**Provided text**:
══════════

Dublin City Council plotting €200 million funding for 'below market rent' apartment blocks

The proposed initial site for the Cost Rental Residential Project would be in Ballymun.

DUBLIN CITY COUNCIL has issued a notice of its intention to launch a tender to the value of €200 million that will initially see the construction of “build to rent” apartments in Ballymun that will be provided on the private market at “below market rent” for a fixed period.

The scheme – referred to as the Cost Rental Residential Project – will see apartments built on 2.8 acres of council owned land on the main street of the Dublin 9 suburb. 

This initial notice is a “statement of potential frameworks or contracts during the next 12 months”, the council said.

Local councillor Noeleen Reilly gave the plans a “cautious welcome” but added “I hope we’re not setting ourselves up for a fall”. 

Sinn Féin’s housing spokesperson Eoin Ó Broin, meanwhile, said that it’s important to ensure that the rent is affordable for those who wish to avail of the scheme, and said a worry would be if private developers aimed to make a profit off the project. 

According to the latest report from Daft.ie, the average monthly rent in the capital is €1,936 – a rise of 13.4% on the previous year alone

Rents in Dublin are now almost €500 higher than the peak a decade ago.

Such a project for below market rent properties would be the latest bid from the council to try to provide accommodation to help deal with the housing crisis.

Last month, it issued a €1 billion tender for factory-built homes in an effort to reduce the social housing list

The issue of local authority action – or lack thereof according to Housing Minister Eoghan Murphy – also came to prominence last month.

Murphy said some councils should focus on putting a plan together to take action to solve the housing and homelessness crisis instead of criticising him, and also warned he would use emergency powers if inaction continued.

He also said, however, the vast majority of councils are doing good work, highlighting Dublin City Council’s tender for the large-scale modular home scheme.

══════════

**Records**:
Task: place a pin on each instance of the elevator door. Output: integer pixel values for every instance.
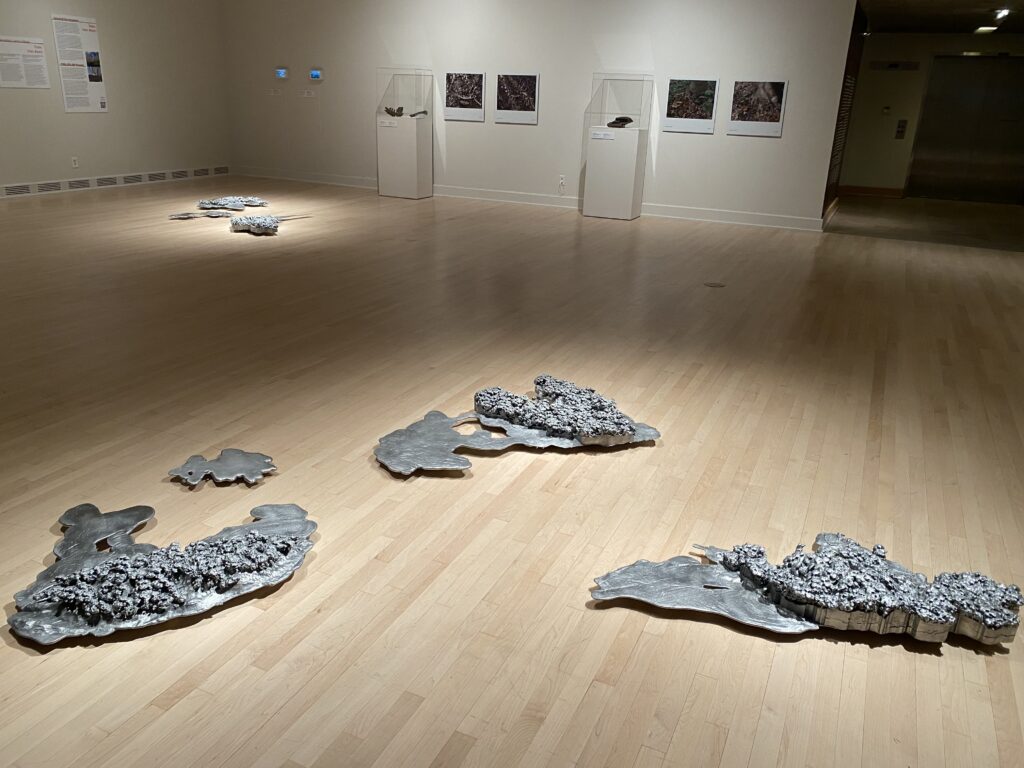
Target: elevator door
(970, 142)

══════════

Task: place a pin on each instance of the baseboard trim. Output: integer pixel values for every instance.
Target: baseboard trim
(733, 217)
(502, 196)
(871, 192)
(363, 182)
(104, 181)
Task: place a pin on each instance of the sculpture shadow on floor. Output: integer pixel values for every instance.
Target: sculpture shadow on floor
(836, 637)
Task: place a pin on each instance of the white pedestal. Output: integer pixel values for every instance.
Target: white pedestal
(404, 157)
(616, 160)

══════════

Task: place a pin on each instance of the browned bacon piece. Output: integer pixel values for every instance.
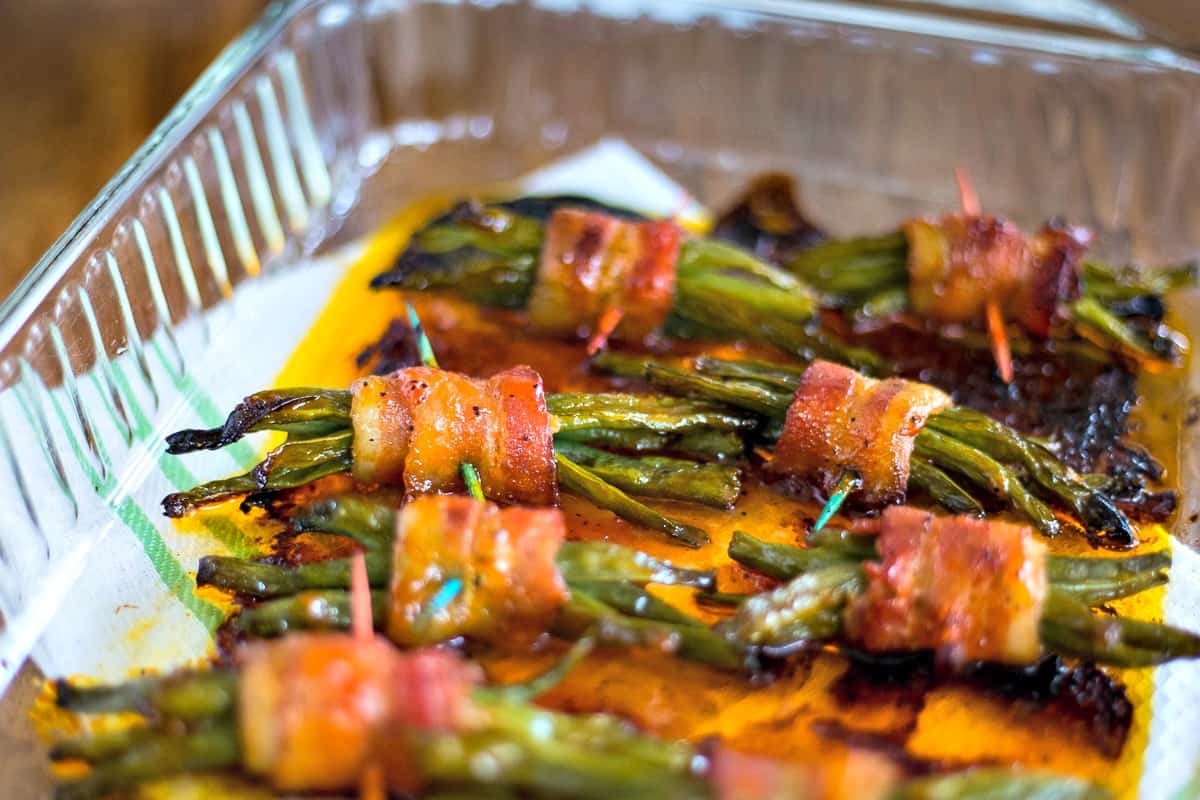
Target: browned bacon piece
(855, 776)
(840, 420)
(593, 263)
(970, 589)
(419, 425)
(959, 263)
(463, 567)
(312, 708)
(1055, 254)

══════════

**Directions**:
**1)** Print the passage of the Dublin rental article from "This initial notice" up to and including "off the project.".
**2)** In one to three sentences, explain what the Dublin rental article says the council's €1 billion tender issued last month was meant to achieve.

**Expected outputs**:
**1)**
This initial notice is a “statement of potential frameworks or contracts during the next 12 months”, the council said.

Local councillor Noeleen Reilly gave the plans a “cautious welcome” but added “I hope we’re not setting ourselves up for a fall”. 

Sinn Féin’s housing spokesperson Eoin Ó Broin, meanwhile, said that it’s important to ensure that the rent is affordable for those who wish to avail of the scheme, and said a worry would be if private developers aimed to make a profit off the project.

**2)** The €1 billion tender was for factory-built homes, and the council issued it in an effort to reduce the social housing list.